───── TESTO DI RIFERIMENTO

Infermieri Sardi, gruppo nato in seguito al malcontento maturato tra i professionisti per le recenti proposte di assunzione portate avanti dalle Aziende Sanitarie della Regione e che in poche ore ha visto l’adesione di circa 3000 infermieri, molti dei quali hanno scelto autonomamente di rifiutare l’assunzione, interviene per chiarire la propria posizione in merito.
Ai sensi dei Decreti Nazionali e del D.G.R. n 10/01 dell’8/03/2020, la Regione Sardegna ha stabilito che, per affrontare l’emergenza sanitaria, l’assunzione del personale venga fatta attraverso la stipula di contratto di lavoro autonomo (partita IVA o Co.Co.Co) o contratto a tempo determinato subordinato della durata di 6 mesi che si estinguerà al termine dell’emergenza.

──────────
───── DATI MOSTRATI

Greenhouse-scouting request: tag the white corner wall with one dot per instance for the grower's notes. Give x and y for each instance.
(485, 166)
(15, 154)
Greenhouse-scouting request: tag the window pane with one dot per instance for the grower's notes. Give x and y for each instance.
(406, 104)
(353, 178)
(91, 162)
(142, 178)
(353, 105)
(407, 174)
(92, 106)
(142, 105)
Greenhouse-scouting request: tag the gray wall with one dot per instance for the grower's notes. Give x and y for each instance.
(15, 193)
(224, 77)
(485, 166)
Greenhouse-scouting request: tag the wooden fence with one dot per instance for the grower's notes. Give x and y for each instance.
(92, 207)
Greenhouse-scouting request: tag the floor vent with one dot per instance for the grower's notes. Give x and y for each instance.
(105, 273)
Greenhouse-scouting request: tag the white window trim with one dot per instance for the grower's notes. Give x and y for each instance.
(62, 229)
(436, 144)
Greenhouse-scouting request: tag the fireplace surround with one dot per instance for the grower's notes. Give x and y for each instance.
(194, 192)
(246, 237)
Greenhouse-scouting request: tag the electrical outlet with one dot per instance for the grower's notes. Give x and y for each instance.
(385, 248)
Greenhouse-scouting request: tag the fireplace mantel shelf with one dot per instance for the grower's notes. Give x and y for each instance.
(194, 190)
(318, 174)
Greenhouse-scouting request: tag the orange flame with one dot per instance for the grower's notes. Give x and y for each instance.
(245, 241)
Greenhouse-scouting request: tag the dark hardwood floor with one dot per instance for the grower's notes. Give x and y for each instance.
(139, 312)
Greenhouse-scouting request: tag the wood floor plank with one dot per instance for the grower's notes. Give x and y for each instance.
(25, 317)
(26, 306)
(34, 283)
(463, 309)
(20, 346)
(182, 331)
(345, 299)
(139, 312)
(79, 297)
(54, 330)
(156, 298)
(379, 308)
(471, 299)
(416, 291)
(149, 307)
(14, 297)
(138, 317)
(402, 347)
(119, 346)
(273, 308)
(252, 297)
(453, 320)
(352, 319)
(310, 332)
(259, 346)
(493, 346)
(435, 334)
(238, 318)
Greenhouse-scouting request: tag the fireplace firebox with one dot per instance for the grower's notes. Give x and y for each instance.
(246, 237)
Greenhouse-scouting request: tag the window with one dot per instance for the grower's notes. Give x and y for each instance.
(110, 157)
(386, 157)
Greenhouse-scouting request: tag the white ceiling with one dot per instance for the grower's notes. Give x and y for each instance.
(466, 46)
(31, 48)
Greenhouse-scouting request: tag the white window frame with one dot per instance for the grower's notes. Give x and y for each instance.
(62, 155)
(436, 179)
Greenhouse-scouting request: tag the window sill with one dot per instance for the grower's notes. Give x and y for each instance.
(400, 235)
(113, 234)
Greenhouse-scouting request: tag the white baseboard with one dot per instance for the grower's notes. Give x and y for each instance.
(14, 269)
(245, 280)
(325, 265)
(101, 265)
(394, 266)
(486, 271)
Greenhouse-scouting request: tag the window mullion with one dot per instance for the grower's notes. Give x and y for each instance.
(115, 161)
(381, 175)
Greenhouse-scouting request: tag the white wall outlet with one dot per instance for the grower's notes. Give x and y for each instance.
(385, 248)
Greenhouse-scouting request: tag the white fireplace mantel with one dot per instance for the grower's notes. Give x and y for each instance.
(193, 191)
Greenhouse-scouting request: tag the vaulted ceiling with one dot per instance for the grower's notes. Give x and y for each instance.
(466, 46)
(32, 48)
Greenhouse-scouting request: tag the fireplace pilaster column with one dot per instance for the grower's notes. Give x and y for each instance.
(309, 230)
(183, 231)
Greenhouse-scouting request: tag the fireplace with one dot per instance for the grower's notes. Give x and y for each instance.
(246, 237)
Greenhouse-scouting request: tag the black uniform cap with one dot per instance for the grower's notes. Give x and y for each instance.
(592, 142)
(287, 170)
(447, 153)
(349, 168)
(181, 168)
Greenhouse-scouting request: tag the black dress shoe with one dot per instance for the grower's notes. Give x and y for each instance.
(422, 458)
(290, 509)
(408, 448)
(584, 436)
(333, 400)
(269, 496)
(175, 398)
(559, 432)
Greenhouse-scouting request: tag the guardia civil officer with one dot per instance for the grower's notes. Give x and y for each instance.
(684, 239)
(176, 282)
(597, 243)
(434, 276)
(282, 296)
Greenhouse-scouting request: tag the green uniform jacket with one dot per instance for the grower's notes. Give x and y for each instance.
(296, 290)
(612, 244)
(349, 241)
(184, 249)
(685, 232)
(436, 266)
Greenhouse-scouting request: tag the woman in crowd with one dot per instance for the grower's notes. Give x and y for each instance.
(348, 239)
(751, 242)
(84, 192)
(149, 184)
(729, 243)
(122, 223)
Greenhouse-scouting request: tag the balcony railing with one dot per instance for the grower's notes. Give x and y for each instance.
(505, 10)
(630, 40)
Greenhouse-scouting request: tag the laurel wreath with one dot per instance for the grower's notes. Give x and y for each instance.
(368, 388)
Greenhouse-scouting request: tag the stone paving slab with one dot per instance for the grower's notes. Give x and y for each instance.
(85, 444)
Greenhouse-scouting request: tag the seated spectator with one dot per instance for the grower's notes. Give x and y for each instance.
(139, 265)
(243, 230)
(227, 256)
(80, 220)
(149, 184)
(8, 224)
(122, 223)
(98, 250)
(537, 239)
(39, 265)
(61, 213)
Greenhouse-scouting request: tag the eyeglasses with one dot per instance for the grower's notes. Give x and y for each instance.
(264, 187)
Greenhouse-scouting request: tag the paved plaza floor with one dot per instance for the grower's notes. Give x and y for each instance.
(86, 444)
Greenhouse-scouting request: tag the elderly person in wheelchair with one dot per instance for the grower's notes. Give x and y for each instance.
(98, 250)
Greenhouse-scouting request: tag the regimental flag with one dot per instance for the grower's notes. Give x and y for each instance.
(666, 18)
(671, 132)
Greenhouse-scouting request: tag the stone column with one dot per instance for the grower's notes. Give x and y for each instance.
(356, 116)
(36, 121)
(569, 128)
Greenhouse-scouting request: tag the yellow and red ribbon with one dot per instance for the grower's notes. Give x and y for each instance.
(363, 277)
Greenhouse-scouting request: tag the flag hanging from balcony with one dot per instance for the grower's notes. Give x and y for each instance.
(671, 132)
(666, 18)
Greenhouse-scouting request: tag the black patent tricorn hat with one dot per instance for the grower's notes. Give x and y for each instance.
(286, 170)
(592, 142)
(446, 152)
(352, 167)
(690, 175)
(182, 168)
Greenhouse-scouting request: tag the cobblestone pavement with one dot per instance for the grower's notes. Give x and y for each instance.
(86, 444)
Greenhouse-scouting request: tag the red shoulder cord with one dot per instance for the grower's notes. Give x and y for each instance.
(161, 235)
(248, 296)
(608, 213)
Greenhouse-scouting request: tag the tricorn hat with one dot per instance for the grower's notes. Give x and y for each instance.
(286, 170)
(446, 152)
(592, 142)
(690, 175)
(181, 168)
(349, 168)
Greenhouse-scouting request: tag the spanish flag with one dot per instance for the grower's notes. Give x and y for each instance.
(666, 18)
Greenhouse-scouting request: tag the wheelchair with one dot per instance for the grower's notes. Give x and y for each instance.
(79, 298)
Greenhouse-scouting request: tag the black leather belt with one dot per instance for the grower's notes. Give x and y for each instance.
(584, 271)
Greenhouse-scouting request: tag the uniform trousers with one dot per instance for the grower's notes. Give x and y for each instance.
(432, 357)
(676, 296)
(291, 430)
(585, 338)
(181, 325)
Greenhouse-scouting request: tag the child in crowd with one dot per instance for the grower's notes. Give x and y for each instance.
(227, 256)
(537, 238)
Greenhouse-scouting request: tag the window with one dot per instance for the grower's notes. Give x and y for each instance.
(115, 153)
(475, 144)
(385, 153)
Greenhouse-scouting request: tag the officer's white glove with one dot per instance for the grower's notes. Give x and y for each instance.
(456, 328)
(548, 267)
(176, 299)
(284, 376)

──────────

→ AZIONI DA SVOLGERE:
a) Indica tutte le forme contrattuali che, secondo il testo, la Regione Sardegna prevede per l'assunzione del personale.
b) Quanti infermieri hanno aderito al gruppo Infermieri Sardi, e in quanto tempo, secondo il testo?
c) Nel testo, riscrivi il passo che parte da "Infermieri Sardi, gruppo" e prosegue fino a "posizione in merito.", sostituendo "malcontento" con "dissenso".
Le righe non hanno alcun legame con il testo.

→ PROBLEMI RISOLTI:
a)
- Contratto di lavoro autonomo con partita IVA
- Contratto di lavoro autonomo in forma di Co.Co.Co
- Contratto a tempo determinato subordinato della durata di 6 mesi

b) Circa 3000 infermieri, in poche ore.

c)
Infermieri Sardi, gruppo nato in seguito al dissenso maturato tra i professionisti per le recenti proposte di assunzione portate avanti dalle Aziende Sanitarie della Regione e che in poche ore ha visto l’adesione di circa 3000 infermieri, molti dei quali hanno scelto autonomamente di rifiutare l’assunzione, interviene per chiarire la propria posizione in merito.